Location annotation dataset excerpts
## START
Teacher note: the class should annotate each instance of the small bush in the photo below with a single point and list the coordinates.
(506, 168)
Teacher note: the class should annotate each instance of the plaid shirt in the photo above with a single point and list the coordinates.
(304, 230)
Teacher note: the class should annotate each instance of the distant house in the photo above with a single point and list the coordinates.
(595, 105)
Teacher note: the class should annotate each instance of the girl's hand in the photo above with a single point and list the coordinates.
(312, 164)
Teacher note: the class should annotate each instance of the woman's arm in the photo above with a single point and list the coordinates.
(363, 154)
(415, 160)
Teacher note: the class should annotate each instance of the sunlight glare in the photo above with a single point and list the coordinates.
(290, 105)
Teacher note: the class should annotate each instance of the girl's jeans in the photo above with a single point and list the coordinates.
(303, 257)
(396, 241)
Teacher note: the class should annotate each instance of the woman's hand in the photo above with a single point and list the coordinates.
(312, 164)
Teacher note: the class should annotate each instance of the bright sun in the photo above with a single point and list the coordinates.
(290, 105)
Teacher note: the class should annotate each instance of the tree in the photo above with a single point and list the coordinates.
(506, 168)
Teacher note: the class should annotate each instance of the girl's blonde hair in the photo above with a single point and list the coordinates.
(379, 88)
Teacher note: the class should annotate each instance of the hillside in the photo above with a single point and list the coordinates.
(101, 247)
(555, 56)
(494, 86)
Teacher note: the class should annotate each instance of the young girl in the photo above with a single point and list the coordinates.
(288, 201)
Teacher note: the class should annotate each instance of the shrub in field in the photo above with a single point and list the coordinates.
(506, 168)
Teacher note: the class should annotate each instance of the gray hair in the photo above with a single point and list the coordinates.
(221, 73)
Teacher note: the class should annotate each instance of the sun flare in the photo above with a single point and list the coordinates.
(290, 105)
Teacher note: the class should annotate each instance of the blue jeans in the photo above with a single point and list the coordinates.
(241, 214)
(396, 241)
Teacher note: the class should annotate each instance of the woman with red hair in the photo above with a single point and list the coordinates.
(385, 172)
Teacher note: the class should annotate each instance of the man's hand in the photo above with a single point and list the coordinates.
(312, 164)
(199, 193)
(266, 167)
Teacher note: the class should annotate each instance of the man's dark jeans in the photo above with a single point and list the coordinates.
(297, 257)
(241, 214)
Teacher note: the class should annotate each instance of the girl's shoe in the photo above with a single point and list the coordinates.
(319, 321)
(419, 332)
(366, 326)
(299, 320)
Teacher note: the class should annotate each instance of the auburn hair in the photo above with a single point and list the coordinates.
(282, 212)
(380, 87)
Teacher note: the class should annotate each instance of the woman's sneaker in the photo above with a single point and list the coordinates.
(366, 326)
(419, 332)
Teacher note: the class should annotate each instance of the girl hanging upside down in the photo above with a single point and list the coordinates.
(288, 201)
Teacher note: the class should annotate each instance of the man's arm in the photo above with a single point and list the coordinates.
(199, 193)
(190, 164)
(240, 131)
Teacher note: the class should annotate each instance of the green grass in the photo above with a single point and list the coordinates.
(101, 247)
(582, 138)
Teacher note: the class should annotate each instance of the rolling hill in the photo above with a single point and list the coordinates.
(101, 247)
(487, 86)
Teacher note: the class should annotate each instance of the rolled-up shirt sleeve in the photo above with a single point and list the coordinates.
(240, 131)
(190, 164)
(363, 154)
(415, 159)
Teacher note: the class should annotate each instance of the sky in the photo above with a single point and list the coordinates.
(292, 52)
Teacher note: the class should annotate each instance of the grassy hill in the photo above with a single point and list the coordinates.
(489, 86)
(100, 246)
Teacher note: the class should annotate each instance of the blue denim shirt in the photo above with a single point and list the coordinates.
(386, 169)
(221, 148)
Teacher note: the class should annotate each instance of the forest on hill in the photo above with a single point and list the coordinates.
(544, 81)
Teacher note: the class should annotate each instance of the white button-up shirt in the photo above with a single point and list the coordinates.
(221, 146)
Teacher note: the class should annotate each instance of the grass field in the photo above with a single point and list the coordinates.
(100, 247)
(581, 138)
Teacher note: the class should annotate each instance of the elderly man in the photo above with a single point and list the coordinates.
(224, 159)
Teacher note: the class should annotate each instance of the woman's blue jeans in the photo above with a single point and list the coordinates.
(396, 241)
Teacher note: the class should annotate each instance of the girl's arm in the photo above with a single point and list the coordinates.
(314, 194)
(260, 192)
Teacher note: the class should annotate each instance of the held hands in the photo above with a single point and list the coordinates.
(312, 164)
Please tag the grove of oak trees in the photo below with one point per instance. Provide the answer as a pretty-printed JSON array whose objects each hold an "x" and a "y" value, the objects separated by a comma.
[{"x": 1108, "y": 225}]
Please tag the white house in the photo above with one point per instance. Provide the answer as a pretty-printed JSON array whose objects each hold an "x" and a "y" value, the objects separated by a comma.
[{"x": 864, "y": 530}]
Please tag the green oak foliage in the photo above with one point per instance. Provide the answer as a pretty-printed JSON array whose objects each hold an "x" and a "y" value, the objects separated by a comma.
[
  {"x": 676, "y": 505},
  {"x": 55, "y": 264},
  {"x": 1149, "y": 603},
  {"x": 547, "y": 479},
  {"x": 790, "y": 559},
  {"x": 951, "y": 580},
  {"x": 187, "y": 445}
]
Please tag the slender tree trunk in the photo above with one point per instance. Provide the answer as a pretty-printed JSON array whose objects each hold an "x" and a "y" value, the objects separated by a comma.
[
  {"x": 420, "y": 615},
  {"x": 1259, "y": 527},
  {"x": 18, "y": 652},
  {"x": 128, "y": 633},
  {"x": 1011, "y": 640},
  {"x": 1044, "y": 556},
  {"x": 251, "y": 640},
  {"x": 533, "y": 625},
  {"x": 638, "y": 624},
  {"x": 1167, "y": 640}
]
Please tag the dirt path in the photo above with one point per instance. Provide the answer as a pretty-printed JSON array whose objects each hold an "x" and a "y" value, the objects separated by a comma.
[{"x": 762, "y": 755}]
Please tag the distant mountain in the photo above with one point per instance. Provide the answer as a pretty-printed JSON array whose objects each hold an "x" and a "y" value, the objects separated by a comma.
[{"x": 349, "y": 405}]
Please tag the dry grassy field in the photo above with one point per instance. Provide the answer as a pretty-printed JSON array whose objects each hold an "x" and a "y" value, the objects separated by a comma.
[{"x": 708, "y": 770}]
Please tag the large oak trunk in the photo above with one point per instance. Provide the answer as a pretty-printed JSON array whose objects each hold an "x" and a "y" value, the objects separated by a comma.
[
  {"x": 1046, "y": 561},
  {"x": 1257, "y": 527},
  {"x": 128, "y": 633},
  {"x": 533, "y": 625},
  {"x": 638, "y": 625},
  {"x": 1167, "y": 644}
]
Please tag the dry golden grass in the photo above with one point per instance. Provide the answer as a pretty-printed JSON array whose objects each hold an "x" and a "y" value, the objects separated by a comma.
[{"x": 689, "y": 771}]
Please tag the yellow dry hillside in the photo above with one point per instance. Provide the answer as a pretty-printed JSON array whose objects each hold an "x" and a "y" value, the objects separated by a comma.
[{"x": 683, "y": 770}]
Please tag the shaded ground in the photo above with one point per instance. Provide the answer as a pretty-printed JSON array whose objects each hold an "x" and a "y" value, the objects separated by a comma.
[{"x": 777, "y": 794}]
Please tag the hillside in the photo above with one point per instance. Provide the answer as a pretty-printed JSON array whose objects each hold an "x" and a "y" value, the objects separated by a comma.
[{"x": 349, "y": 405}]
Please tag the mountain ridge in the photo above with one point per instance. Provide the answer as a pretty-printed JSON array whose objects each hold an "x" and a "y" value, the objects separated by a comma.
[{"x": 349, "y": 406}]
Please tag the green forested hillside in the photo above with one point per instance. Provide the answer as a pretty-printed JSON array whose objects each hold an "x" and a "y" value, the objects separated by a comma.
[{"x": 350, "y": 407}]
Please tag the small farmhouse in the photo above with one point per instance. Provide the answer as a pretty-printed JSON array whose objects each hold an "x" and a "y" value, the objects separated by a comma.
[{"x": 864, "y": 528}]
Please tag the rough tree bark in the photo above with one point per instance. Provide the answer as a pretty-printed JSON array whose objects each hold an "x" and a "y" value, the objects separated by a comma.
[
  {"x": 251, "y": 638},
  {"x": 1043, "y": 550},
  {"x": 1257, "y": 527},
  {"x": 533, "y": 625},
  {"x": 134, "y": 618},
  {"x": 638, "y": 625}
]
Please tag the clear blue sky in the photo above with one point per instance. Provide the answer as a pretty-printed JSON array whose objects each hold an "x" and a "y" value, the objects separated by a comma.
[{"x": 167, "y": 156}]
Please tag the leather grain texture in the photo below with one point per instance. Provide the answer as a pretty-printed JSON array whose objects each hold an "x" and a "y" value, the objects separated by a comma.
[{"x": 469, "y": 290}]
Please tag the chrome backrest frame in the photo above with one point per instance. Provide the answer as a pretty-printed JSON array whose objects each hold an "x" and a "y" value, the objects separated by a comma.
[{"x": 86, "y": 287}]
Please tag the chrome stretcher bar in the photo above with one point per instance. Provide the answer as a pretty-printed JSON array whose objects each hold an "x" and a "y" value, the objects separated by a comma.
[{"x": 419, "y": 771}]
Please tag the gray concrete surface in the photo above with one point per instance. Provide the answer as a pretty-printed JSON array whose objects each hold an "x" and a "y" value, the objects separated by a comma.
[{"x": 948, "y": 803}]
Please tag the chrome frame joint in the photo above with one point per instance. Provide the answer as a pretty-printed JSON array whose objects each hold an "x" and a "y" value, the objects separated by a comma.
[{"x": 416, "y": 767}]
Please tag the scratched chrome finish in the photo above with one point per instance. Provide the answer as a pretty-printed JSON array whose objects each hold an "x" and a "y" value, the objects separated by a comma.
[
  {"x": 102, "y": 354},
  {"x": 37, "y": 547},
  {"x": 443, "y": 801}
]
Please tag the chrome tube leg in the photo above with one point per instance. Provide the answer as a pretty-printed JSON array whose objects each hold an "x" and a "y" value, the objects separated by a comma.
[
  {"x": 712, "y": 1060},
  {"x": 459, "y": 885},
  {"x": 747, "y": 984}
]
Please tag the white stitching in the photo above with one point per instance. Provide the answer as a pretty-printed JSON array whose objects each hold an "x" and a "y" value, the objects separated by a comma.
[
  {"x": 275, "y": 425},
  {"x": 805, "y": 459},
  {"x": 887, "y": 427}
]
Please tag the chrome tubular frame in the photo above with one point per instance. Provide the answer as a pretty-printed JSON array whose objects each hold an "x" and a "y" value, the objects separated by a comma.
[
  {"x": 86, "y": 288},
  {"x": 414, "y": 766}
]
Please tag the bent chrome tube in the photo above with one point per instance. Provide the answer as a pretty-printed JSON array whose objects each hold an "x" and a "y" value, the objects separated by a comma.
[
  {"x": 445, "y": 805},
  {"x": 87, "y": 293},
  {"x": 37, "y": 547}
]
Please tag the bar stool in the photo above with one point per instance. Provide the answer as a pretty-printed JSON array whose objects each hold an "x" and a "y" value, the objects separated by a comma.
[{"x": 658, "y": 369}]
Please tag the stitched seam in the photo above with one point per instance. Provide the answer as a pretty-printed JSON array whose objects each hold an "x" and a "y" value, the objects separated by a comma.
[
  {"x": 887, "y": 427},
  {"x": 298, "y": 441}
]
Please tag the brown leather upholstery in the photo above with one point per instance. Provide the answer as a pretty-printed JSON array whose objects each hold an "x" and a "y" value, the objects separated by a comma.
## END
BRIEF
Please reproduce the entries from the line containing "Please tag the stitched" through the end of the entries, with "pretty-printed" renamed to "indented" and everything else unchanged.

ANSWER
Please tag the stitched seam in the photo above with one point per instance. Provide the answer as a indented JSON array whose objects each hold an "x" and a "y" value, the objects separated by a comma.
[
  {"x": 887, "y": 427},
  {"x": 298, "y": 441}
]
Please tag the brown leather upholstery in the photo above with one point per instance. Provide the answer as a indented JSON array whose objects each hold an "x" and a "y" value, the objects separated by a comma.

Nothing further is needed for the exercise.